▽
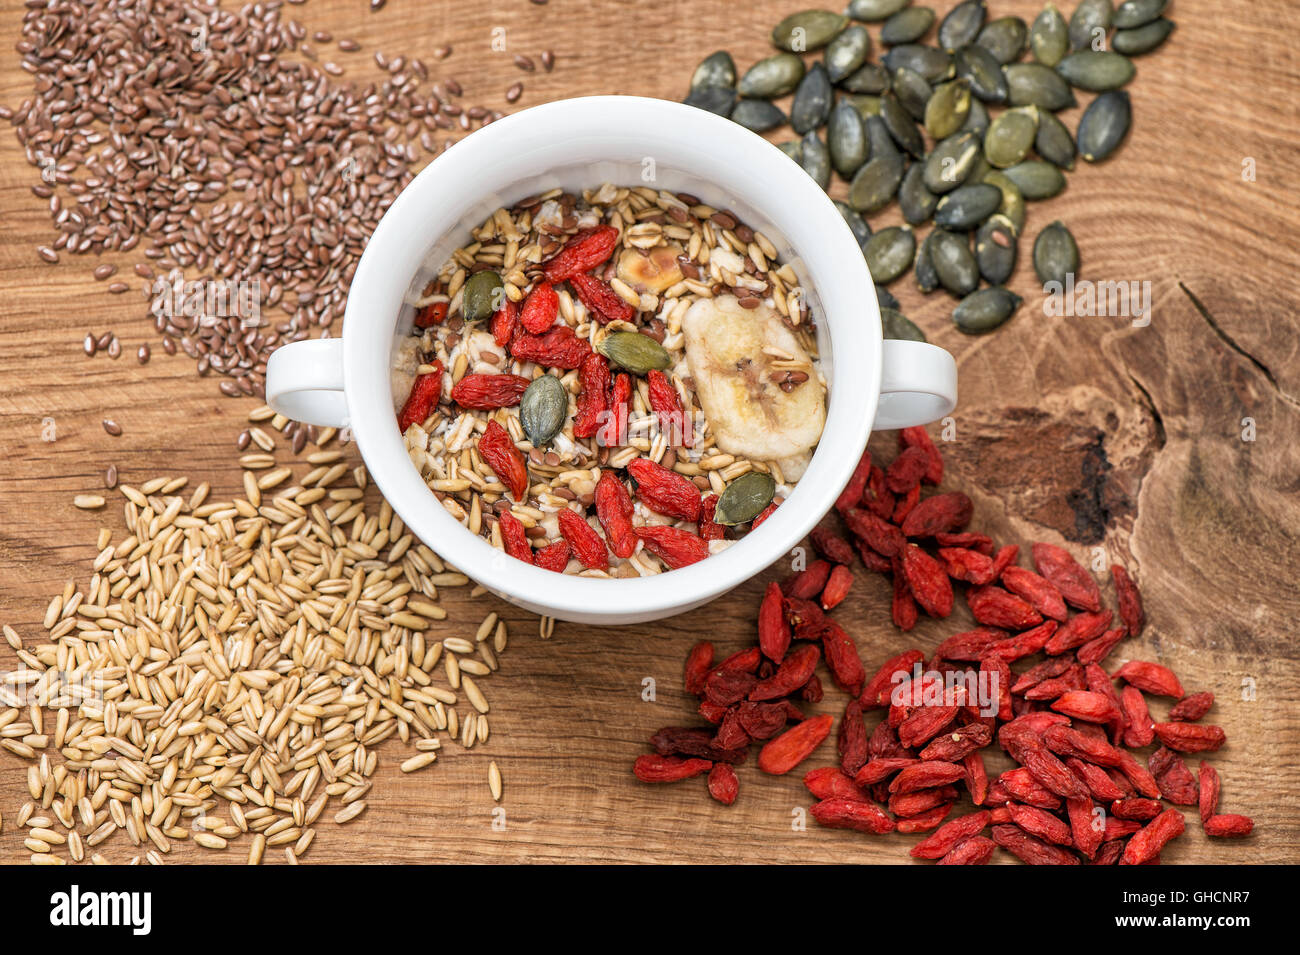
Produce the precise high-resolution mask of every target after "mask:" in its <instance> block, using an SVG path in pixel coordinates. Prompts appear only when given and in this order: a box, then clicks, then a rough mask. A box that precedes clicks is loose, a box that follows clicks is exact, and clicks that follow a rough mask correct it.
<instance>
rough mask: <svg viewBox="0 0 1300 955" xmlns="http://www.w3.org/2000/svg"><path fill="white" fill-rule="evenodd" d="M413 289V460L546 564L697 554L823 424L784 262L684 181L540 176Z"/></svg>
△
▽
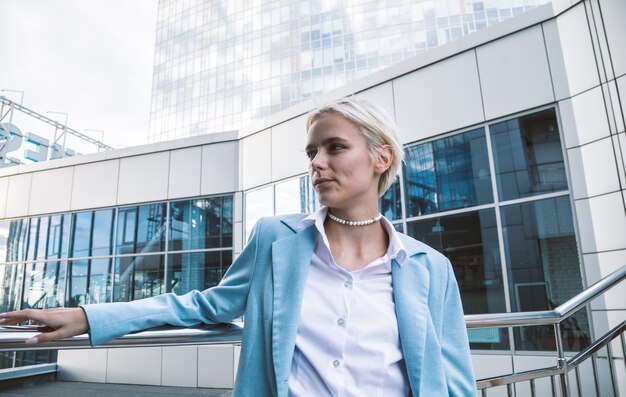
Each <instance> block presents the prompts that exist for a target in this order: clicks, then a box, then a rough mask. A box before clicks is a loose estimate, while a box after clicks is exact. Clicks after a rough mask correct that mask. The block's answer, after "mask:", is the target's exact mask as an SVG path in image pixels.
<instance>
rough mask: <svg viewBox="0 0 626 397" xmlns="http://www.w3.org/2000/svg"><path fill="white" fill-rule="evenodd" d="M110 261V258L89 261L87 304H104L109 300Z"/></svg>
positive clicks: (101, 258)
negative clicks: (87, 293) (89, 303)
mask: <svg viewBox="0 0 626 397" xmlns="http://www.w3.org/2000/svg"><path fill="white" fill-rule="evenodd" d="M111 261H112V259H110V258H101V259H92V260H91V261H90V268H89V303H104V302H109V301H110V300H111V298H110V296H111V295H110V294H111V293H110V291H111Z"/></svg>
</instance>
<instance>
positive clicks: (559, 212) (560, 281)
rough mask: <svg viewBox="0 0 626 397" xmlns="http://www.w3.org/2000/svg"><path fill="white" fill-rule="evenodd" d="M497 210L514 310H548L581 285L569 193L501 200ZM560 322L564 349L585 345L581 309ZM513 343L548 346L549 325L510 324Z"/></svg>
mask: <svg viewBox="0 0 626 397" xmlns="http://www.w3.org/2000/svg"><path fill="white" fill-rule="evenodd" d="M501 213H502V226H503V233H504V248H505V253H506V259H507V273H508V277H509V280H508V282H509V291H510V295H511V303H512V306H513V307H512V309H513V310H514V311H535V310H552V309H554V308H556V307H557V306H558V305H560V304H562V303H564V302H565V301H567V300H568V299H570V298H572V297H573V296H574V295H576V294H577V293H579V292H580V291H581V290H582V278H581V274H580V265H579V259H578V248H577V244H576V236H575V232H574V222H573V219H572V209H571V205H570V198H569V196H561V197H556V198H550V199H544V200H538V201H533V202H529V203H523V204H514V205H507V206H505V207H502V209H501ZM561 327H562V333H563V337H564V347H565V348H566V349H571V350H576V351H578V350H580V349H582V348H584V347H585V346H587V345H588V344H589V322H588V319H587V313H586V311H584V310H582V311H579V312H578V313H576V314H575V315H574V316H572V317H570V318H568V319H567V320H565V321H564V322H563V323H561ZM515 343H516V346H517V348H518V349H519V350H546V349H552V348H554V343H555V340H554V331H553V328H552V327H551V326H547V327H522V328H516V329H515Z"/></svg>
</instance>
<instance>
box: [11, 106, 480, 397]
△
Required action: Return the lines from the one containing "Produce the precise" up to and including the one containing "289V460L546 564L697 554L823", copied without any change.

Response to the exercise:
Produce the precise high-resolution mask of every target after "mask:" in its <instance> block, using an SVG path in pixel coordinates. Prompts appear only when given and in this order: a box, then clicks, then a rough mask. A box that precedes clicks is loose, a box that follows clicks is exact, and clicks that follow a rough mask correct it.
<instance>
rough mask: <svg viewBox="0 0 1300 955" xmlns="http://www.w3.org/2000/svg"><path fill="white" fill-rule="evenodd" d="M413 289V460L546 564L697 554L823 424L784 262L684 181L540 176Z"/></svg>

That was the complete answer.